··· Record extracts ···

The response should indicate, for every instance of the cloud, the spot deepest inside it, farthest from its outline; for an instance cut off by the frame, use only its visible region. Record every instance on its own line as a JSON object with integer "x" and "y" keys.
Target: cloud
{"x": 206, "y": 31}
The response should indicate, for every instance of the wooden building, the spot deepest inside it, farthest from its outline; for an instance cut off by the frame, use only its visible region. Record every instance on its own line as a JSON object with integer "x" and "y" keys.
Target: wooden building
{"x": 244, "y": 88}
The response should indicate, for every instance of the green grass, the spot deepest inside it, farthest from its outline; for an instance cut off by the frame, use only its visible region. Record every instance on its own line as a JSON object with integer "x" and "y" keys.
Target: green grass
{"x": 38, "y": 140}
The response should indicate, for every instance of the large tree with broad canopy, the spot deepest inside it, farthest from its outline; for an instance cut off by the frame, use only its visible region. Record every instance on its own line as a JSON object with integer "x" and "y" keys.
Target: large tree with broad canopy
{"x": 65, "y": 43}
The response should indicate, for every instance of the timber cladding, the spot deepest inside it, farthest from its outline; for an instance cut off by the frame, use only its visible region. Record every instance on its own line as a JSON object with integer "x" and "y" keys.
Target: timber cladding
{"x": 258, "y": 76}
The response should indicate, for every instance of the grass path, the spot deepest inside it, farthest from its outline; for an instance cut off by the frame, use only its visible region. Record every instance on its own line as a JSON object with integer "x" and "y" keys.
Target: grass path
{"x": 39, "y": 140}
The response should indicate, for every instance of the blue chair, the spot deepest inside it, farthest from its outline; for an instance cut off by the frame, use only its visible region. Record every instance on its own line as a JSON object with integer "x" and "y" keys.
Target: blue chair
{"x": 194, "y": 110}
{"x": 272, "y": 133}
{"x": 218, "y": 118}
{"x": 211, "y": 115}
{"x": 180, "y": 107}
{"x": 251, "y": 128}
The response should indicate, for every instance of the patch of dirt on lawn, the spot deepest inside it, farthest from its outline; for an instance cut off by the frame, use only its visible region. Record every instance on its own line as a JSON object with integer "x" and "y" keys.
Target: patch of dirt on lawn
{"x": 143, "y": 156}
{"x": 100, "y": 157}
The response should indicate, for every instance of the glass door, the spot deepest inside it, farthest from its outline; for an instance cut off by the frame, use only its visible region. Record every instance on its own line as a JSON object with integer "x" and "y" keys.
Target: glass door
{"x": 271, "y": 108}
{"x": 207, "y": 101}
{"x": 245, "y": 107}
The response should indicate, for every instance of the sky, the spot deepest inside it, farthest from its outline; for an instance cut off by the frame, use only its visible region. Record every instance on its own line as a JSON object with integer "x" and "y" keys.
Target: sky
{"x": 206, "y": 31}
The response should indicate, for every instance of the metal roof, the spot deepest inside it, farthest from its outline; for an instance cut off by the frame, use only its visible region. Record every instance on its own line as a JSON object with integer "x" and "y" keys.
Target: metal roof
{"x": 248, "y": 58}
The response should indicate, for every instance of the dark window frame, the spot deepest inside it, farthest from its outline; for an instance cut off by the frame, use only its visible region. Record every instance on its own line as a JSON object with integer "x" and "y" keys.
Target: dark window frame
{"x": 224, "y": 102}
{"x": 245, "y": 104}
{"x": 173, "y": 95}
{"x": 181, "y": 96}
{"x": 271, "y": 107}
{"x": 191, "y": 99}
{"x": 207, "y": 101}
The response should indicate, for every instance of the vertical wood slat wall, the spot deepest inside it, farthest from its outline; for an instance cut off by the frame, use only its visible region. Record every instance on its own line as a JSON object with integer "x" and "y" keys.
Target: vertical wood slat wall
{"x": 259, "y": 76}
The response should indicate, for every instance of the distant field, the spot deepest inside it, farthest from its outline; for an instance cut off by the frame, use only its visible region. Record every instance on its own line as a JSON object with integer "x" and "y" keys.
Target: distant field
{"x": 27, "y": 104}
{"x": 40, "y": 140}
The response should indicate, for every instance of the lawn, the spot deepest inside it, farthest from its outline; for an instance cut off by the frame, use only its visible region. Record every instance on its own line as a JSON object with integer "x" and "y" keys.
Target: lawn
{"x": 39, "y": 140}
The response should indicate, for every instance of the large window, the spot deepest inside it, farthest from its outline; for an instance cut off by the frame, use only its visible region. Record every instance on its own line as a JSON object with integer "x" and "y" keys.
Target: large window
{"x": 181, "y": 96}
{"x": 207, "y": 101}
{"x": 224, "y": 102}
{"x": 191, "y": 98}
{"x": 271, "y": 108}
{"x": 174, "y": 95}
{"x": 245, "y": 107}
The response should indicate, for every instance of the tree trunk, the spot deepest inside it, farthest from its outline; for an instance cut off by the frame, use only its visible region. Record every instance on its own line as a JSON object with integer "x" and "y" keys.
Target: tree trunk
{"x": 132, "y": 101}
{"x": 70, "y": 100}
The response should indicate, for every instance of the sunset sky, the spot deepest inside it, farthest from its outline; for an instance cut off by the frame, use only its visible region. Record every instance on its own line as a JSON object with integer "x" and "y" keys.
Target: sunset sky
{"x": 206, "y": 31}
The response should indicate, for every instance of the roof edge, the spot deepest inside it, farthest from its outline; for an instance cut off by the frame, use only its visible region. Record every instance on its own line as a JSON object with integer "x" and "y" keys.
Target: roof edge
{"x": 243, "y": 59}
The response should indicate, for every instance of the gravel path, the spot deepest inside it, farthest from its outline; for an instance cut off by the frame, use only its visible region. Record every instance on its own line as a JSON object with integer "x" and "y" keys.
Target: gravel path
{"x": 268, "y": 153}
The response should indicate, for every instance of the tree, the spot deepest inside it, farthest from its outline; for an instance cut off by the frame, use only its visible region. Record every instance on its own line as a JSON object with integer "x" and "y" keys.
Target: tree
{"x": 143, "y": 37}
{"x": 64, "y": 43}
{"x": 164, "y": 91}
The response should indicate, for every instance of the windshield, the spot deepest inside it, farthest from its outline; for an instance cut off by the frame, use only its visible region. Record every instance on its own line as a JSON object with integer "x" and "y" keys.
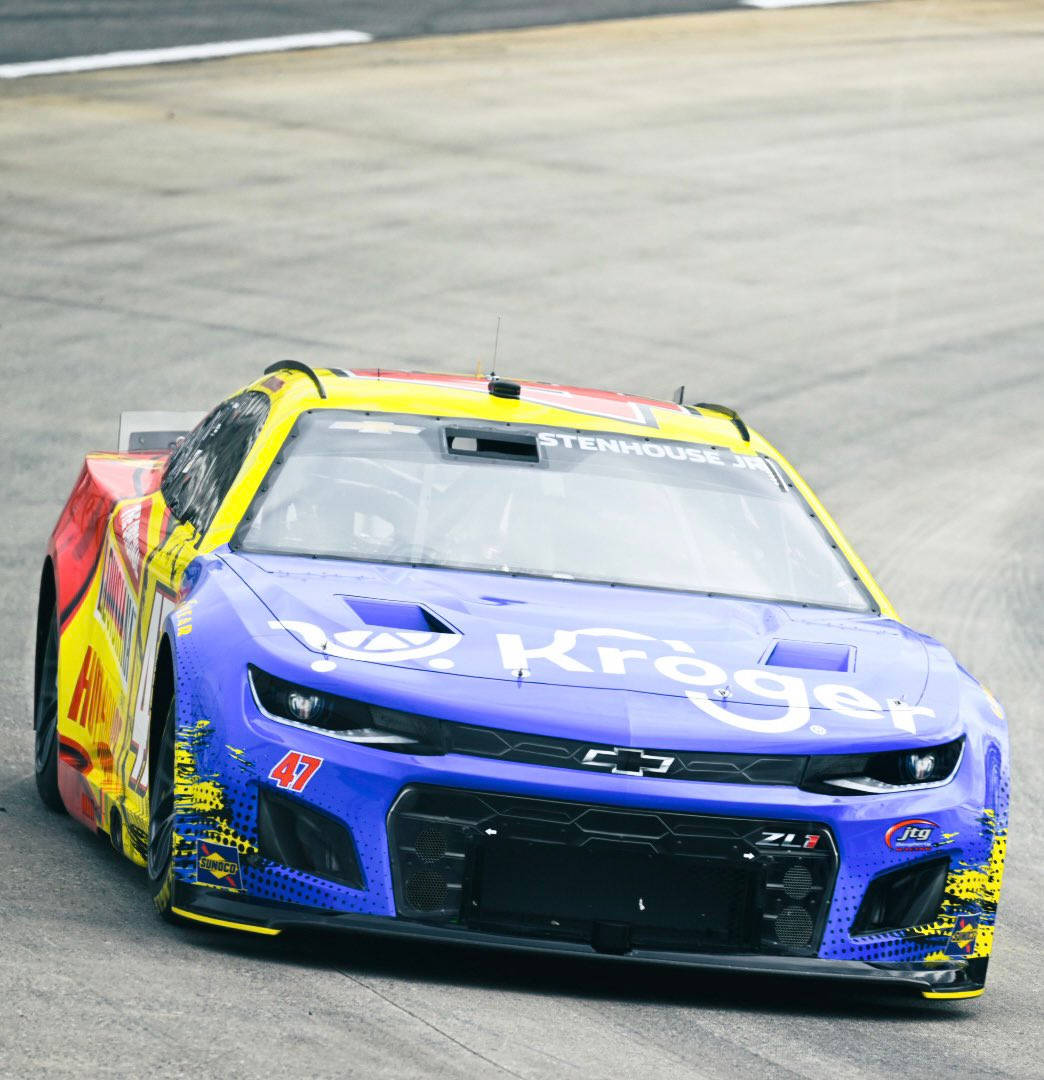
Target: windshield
{"x": 552, "y": 503}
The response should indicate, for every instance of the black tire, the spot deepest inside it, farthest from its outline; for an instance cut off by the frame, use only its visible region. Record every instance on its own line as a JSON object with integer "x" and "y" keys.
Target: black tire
{"x": 45, "y": 721}
{"x": 160, "y": 866}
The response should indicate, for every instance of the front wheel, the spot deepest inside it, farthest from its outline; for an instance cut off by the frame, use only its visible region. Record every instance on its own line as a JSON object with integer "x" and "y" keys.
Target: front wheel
{"x": 45, "y": 721}
{"x": 160, "y": 868}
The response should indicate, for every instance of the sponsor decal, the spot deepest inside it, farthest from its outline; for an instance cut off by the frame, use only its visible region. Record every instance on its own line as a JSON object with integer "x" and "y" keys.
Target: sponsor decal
{"x": 132, "y": 529}
{"x": 93, "y": 704}
{"x": 917, "y": 834}
{"x": 964, "y": 936}
{"x": 784, "y": 702}
{"x": 117, "y": 611}
{"x": 182, "y": 618}
{"x": 295, "y": 770}
{"x": 804, "y": 841}
{"x": 218, "y": 865}
{"x": 791, "y": 694}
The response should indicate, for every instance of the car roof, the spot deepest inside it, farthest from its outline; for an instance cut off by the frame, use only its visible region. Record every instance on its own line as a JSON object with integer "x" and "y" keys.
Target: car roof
{"x": 424, "y": 393}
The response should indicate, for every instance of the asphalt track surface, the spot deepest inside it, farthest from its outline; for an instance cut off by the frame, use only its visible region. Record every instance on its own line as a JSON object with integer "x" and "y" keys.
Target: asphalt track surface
{"x": 830, "y": 218}
{"x": 44, "y": 29}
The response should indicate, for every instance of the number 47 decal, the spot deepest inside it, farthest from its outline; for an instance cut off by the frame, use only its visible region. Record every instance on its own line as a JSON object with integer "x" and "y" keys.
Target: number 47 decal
{"x": 295, "y": 770}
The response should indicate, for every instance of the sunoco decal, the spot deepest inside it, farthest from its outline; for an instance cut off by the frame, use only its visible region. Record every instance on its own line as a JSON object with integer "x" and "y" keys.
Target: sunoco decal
{"x": 218, "y": 865}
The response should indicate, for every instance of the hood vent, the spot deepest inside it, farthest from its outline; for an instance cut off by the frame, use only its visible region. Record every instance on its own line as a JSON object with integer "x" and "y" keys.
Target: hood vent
{"x": 812, "y": 656}
{"x": 396, "y": 615}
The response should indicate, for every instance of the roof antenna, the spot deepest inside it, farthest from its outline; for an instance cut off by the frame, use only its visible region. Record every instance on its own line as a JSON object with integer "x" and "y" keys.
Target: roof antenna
{"x": 492, "y": 369}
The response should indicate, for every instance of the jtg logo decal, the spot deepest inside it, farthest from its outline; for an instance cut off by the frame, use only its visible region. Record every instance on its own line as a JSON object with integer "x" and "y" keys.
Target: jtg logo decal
{"x": 295, "y": 770}
{"x": 914, "y": 834}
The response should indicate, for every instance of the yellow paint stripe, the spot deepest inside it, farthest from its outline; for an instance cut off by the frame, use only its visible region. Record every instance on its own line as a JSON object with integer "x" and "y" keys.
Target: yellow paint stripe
{"x": 224, "y": 922}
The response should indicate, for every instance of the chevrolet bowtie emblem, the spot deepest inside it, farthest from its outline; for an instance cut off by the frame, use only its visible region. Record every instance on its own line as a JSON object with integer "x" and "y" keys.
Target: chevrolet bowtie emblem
{"x": 628, "y": 761}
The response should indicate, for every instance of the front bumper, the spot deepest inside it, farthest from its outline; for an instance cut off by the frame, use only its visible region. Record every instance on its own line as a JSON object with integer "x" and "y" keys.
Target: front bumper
{"x": 221, "y": 774}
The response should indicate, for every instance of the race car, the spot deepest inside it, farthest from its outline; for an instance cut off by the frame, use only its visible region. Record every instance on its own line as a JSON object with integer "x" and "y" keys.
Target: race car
{"x": 465, "y": 659}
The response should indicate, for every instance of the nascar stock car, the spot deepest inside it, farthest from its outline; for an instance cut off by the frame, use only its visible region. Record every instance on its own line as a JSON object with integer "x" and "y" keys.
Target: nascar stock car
{"x": 473, "y": 660}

···

→ **Your instructions**: Starting at the line that contains "The response should indicate, for every instance of the black" and ending at the line that contains "Target: black tire", write those records out again with "black tire" swapped for "rubber tire" and nothing else changed. Give only those lines.

→ **Written answer**:
The response should indicate, for every instance of the rubber tire, the spot deepest inside it, farthest from its outline; for an instance cut off by the frame, use only its visible region. Record every instance on its own line as a JSON object with integer "x" and "y" keys.
Target: rubber tire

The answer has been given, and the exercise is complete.